## Texte
· · · ·

Hommage prononcé lors du décès du R.P. Carré

Le 29 janvier 2004

Pierre-Jean REMY

Hommage au R.P. Carré*

PRONONCÉ PAR
M. Pierre-Jean RÉMY

Dans la séance du jeudi 29 janvier 2004

Messieurs,

Il y a très exactement quinze jours, nous entrions en séance. Et Madame le Secrétaire perpétuel nous demandait de nous lever pour nous annoncer la nouvelle. Nul ne le savait encore : le Père Carré venait de nous quitter. Certains d’entre nous ont alors versé des larmes. Tous, nous avons ressenti une très grande peine. Nous savions le Père Carré malade, affaibli, mais il était faible depuis quelques années, ce qui ne l’empêchait pas, à intervalles presque réguliers de se rendre à Paris et de recevoir l’un ou l’autre d’entre nous dans le minuscule appartement que lui prêtaient des amis, rue de Grenelle. Et là, en un tête-à-tête qu’il paraissait ne jamais vouloir abréger, nous parlions doucement, un homme ou une femme comme vous et moi — et un homme de Dieu qui s’adressait à chacun de nous, celui qui partageait sa foi, celui qui en avait une autre ou celui qui n’en avait pas, avec la même attention, la même affection, le même désir d’être là, présent, pour tous et pour tout. Puis il n’était plus venu à Paris, certains d’entre nous, à intervalles irréguliers cette fois, s’étaient rendus auprès de lui.

     Depuis quinze jours, les hommages au Père Carré se sont multipliés. D’abord Monsieur le Secrétaire perpétuel honoraire, ici même, quelques instants après l’annonce qui nous avait plongés dans la tristesse, puis le lendemain dans un journal du matin. Chacune de ces deux interventions nous a bouleversés et nous a encore une fois rapprochés du Père Carré. Puis ce fut M. Bertrand Poirot-Delpech, dans un journal du soir. Madame le Secrétaire perpétuel enfin, avec une grande émotion, la semaine dernière à Notre-Dame de Paris. Et tous les autres, illustres ou anonymes, du sommet de l’État jusqu’aux plus inconnus.

     L’hommage qui lui a été rendu le 22 janvier à Notre-Dame a été magnifique. Les honneurs militaires, quelques uns des plus hauts dignitaires de la France, notre Compagnie, bien sûr, sa Compagnie à lui, son Ordre et d’autres Ordres. Des drapeaux, des discours. Les grandes orgues. Une messe concélébrée par combien de prêtres, notre confrère, M. le Cardinal Lustiger au milieu d’eux. L’homélie admirable du Cardinal Etchegaray ; j’ai dit l’hommage de l’Académie prononcée par notre Secrétaire perpétuel. Des chœurs, des cierges, des drapeaux, l’encens Une foule immense qui emplissait cette immense nef de Notre-Dame de Paris où il avait si souvent prêché.

· · · ·

## Matériel fourni

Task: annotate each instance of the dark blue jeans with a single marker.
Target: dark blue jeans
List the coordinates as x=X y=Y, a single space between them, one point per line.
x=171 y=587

· · · ·

## Consignes
1. D'après l'hommage au Père Carré, dans quelle rue se trouvait le petit appartement que des amis lui prêtaient à Paris ?
2. Recopiez le passage de l'hommage au Père Carré qui commence à « L’hommage qui lui » et se termine à « si souvent prêché. ».
Le matériel fourni n'est pas nécessaire.

## Réponses
1. Rue de Grenelle.

2.
L’hommage qui lui a été rendu le 22 janvier à Notre-Dame a été magnifique. Les honneurs militaires, quelques uns des plus hauts dignitaires de la France, notre Compagnie, bien sûr, sa Compagnie à lui, son Ordre et d’autres Ordres. Des drapeaux, des discours. Les grandes orgues. Une messe concélébrée par combien de prêtres, notre confrère, M. le Cardinal Lustiger au milieu d’eux. L’homélie admirable du Cardinal Etchegaray ; j’ai dit l’hommage de l’Académie prononcée par notre Secrétaire perpétuel. Des chœurs, des cierges, des drapeaux, l’encens Une foule immense qui emplissait cette immense nef de Notre-Dame de Paris où il avait si souvent prêché.